● Extracted text:
══════

= Binding (linguistics) =

Distribution of anaphoric elements

In linguistics, binding is the phenomenon in which anaphoric elements such as pronouns are grammatically associated with their antecedents. For example, in the English sentence "Mary saw herself", the anaphor "herself" must refer to "Mary": its referent is "bound" by the antecedent. Binding can be licensed or blocked in certain contexts or syntactic configurations, e.g. the pronoun "her" cannot be bound by "Mary" in the English sentence "Mary saw her". While all languages have binding, restrictions on it vary even among closely related languages. Binding has been a major area of research in syntax and semantics since the 1970s and, as the name implies, is a core component of government and binding theory. (Note: Hornstein (2018) gives a good overview of government & binding theory (GB) and how its mechanics gave rise to the minimalist program. This includes the how titular "binding" plays a major role in the GB framework.)

==Some basic examples and questions==
The following sentences illustrate some basic facts of binding. The words that bear the index i should be construed as referring to the same person or thing. (Note: Examples like the ones given here that illustrate aspects of binding can be found in most accounts of binding phenomena. See for instance Radford (2004:85f) and Carnie (2013:153f.).)

a. Fred_{i} is impressed with himself_{i}. – Indicated reading obligatory
b. *Fred_{i} is impressed with him_{i}. – Indicated reading impossible

a. *Susan_{i} asked Arthur to help herself_{i}. – Indicated reading impossible
b. Susan_{i} asked Arthur to help her_{i}. – Indicated reading easily possible

a. Sue_{i} said she_{i} was tired. – Indicated reading easily possible
b. *She_{i} said Sue_{i} was tired. – Indicated reading impossible

a. Fred's_{i} friends venerate him_{i}. – Indicated reading easily possible
b. ^{?}His_{i} friends venerate Fred_{i}. – Indicated reading unlikely

These sentences illustrate some aspects of the distribution of reflexive and personal pronouns. In the first pair of sentences, the reflexive pronoun must appear for the indicated reading to be possible. In the second pair, the personal pronoun must appear for the indicated reading to be possible. The third pair shows that at times a personal pronoun must follow its antecedent, and the fourth pair further illustrates the same point, although the acceptability judgement is not as robust. Based on such data, one sees that reflexive and personal pronouns differ in their distribution and that linear order (of a pronoun in relation to its antecedent or postcedent) is a factor influencing where at least some pronouns can appear. A theory of binding should be capable of predicting and explaining the differences in distribution seen in sentences like these. It should be able to answer questions like: What explains where a reflexive pronoun must appear as opposed to a personal pronoun? When does linear order play a role in determining where pronouns can appear? What other factor (or factors) beyond linear order help predict where pronouns can appear?

══════

● Provided material:
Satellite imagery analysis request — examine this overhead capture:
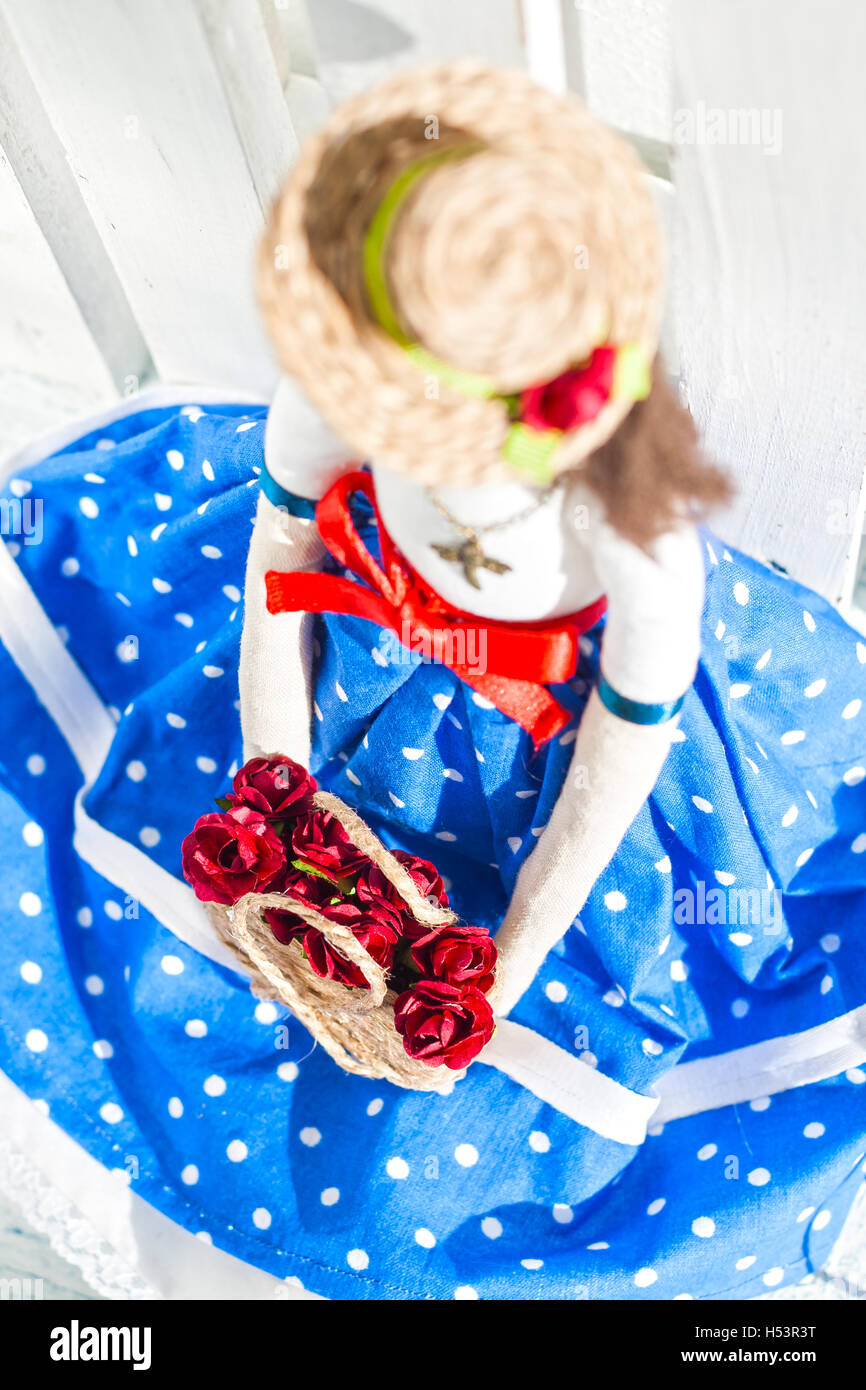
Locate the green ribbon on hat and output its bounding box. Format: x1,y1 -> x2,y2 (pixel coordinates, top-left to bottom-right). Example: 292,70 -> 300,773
361,145 -> 651,485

══════

● Work required:
Please finish out the next part of the text on linguistic binding, picking up after its final sentence. Nothing in the listing is needed here.

● Answer to the task:
==Binding domains==
The following three subsections consider the binding domains that are relevant for the distribution of pronouns and nouns in English. The discussion follows the outline provided by the traditional binding theory (see below), which divides nominals into three basic categories: reflexive and reciprocal pronouns, personal pronouns, and nouns (common and proper). (Note: The three-way division between reflexive and reciprocal pronouns, personal pronouns, and nouns is discussed, for instance, in Carnie (2013:147ff.). Note, however, that the terminology varies depending on the author.)

===Reflexive and reciprocal pronouns ("anaphors")===
When one examines the distribution of reflexive pronouns and reciprocal pronouns (which are often subsumed under the general category of "anaphor"), one sees that there are certain domains that are relevant, a "domain" being a syntactic unit that is clause-like. Reflexive and reciprocal pronouns often seek their antecedent close by, in a binding domain that is local, e.g.

a. Fred_{i} praises himself_{i}. – Indicated reading obligatory
b. *Fred_{i} praises him_{i}. – Indicated reading impossible

a. The girls_{i} like each other_{i}. – Indicated reading obligatory
b. *The girls_{i} like them_{i}. – Indicated reading impossible

These examples illustrate that there is a domain within which a reflexive or reciprocal pronoun should find its antecedent. The a-sentences are fine because the reflexive or reciprocal pronoun has its antecedent within the clause. The b-sentences, in contrast, do not allow the indicated reading, a fact illustrating that personal pronouns have a distribution that is different from that of reflexive and reciprocal pronouns. A related observation is that a reflexive and reciprocal pronoun often cannot seek its antecedent in a superordinate clause, e.g.

a. Susan thinks that Jill_{i} should praise herself_{i}. – Indicated reading (almost) obligatory
b. ^{??}Susan_{i} thinks that Jill should praise herself_{i}. – Indicated reading very unlikely

a. They asked whether the girls_{i} like each other_{i}. – Indicated reading (almost) obligatory
b. ^{??}They_{i} asked whether the girls like each other_{i}. – Indicated reading very unlikely

When the reflexive or reciprocal pronoun attempts to find an antecedent outside of the immediate clause containing it, it fails. In other words, it can hardly seek its antecedent in the superordinate clause. The binding domain that is relevant is the immediate clause containing it.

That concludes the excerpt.